- [Provided text]:
=-=-=

Northern Valley Beacon

Information, observations, and analysis from the James River valley on the Northern Plains----- E-Mail: Enter 'Beacon' in subject box. Send to: Minnekota@Referencedesk.org

Thursday, October 12, 2006

 

Just because you can't fix stupid doesn't mean you have to endorse it

At one time I wrote columns for the Aberdeen American News. I did so fully aware that it was designated by the press review at the old Northwest Database, one of the first online bulletin boards, as the worst newspaper of its size in the upper Midwest. It earned that epithet not only because it sacrificed its editorial integrity to its small-minded politics, but because it was so doggedly incompetent. Over time, it has had many competent workers, but they have never been able to outweigh what seem to be the glandular discharges of its core battery of duds. Someone there propagates the idea that incompetence and mental insufficiency somehow speaks to and for the loyal readers, and it does that by appointing editors who insure that any piece that threatens to assert some intelligence will never make it into print.

I quite writing columns for the American News after it allowed another of its columnists to violate the most sacrosanct rule of journalism by allowing him to misquote and falsely portray what someone else had written elsewhere. The editors response was that, well, it was his opinion of what was said and he expressed it. Quoting and paraphrasing what someone says is not a matter of opinion. One either gets it accurate and clear or one doesn't. In this case one didn't. But that rule of journalism seems far beyond the ken of the collective intelligence at the American News.

And I admit I quit for another reason. Professional ego was at stake. As a local columnist, I was being identified with some of that incredibly incompetent thinking and writing and general intellectual failure that is the stuff that the editors at the American News think is what their readers clamor for. And when I quit writing for the American News, I let my subscription lapse. I don't know what its going on there. That is like not living next door to a feed lot. I enjoy the freedom from stench.

But occasionally one of the American News exercises in stupid is noted by another newspaper. This time an editorial was cited at the Rapid City Journal's web log Mount Blogmore under the title "Aberdeen disaster-aid editorial." Mount Blogmore posted links that gave access to the American News editorial and the material it was reacting to.

The Aberdeen American News editorial on Sunday, Oct. 6, was headed "Get facts straight beforre slinging political mud." It was objecting to the fact that the Environmental Working Group in Washington, D.C., had issued a press release on the fact that there are a significant number of farmers in the Great Plains who are near-perpetual recipients of disaster aid. The news packet from EWG specifies that South Dakota ranks third behind Texas and North Dakota for payments to operations with chronic disasters, like 11 or more years out of the last 21. Actually, there are some farmers in South Dakota who have received disaster payments for 15 out of the last 21 years. The state ranks second in the number of farmers who received such aid in at least 11 of the last 21 years.

The American News editorial claims that EWG slimed South Dakota farmers in presenting its statistics and did not look at the facts. And it ends it editorial with the threat that if we don't continue the disaster-aid payments, we will all end up paying more for food.

The Aberdeen American News misrepresents and misquotes the EWG news releases. EWG goes to great and careful length to support disaster-aid payments to farmers, but it questions those whose operations are in a chronic state of disaster. And most farmers will tell you that they resent operations which make more from agricultural welfare programs than they do the production of crops and livestock. But the American News chose to ignore that part of the news packet. Instead it goes into its petulant, stupid whine about maligning South Dakota farmers.

=-=-=

- [Problem description]:
Answer these from the Northern Valley Beacon post:
(a) According to the post, the press review at which early online bulletin board named the Aberdeen American News the worst newspaper of its size in the upper Midwest?
(b) Under what title did Mount Blogmore cite the American News editorial?
(c) Which two states rank ahead of South Dakota for payments to operations with chronic disasters?

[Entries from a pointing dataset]
=-=-=

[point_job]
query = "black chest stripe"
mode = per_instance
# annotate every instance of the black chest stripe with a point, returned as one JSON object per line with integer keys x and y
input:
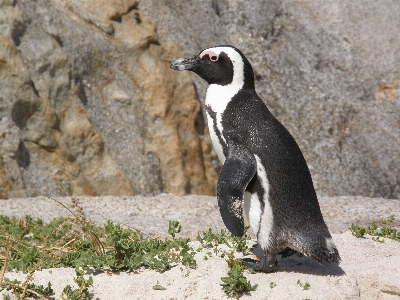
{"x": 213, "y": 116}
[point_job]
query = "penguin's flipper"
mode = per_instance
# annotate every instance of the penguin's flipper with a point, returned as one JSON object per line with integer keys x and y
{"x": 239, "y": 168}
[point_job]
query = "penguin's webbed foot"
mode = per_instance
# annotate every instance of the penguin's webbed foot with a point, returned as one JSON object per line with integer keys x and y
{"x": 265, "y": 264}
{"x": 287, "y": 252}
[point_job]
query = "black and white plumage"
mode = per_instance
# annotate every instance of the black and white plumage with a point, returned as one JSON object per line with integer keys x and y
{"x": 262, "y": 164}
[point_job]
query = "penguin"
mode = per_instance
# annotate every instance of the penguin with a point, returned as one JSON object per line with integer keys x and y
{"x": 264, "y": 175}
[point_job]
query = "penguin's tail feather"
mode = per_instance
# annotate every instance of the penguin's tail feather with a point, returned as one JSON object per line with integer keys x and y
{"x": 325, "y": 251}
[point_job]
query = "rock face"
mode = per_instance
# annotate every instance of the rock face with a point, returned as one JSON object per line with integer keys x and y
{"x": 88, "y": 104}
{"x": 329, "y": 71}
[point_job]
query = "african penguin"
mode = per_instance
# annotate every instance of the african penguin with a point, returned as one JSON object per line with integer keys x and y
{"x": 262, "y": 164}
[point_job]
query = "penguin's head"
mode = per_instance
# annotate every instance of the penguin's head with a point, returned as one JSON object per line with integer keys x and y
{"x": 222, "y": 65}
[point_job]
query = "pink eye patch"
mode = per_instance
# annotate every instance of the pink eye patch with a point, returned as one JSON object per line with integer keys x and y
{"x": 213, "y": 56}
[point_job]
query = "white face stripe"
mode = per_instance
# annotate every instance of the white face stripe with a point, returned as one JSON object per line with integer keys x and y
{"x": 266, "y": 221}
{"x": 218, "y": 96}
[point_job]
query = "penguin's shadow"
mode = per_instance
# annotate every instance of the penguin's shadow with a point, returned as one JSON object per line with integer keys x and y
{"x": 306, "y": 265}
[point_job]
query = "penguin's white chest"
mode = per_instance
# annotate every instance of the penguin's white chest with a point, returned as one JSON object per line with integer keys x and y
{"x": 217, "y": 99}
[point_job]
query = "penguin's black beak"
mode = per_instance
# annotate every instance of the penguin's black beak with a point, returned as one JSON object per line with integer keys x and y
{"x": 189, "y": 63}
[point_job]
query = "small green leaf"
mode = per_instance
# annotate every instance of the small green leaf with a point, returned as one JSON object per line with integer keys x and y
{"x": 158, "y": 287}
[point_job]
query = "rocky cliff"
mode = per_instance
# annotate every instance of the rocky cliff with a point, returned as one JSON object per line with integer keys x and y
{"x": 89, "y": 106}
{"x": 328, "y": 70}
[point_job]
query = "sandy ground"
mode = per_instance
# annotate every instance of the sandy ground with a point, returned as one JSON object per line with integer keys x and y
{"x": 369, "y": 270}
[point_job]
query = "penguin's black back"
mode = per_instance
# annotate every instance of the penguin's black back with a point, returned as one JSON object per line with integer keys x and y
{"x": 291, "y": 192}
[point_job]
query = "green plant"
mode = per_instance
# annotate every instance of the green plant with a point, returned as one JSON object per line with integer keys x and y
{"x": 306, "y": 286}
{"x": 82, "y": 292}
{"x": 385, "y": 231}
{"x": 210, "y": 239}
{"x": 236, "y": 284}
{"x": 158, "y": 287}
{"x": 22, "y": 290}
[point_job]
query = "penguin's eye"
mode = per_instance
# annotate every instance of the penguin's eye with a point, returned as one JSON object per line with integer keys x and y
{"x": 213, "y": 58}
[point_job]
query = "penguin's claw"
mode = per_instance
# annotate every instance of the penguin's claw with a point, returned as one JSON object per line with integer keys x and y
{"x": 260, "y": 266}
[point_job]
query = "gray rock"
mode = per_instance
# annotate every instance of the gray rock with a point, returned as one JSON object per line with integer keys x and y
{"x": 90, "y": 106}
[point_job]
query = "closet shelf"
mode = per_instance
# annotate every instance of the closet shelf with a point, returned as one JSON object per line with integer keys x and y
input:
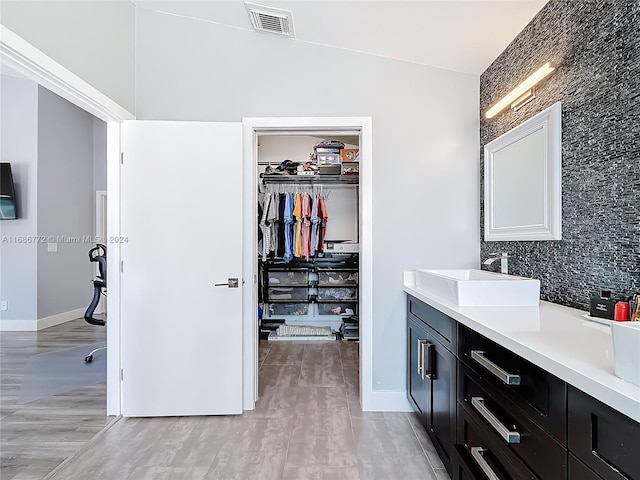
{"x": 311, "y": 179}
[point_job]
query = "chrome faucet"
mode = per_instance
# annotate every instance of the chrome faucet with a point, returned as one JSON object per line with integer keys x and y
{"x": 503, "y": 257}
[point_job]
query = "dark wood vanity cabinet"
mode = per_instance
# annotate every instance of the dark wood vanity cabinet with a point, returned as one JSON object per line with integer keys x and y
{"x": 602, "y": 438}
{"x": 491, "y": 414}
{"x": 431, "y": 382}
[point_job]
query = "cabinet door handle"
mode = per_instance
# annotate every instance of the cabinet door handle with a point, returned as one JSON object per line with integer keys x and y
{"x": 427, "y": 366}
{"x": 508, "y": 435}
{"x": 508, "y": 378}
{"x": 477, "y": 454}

=-=-=

- [Solution to the problem]:
(a) The old Northwest Database.
(b) "Aberdeen disaster-aid editorial."
(c) Texas and North Dakota.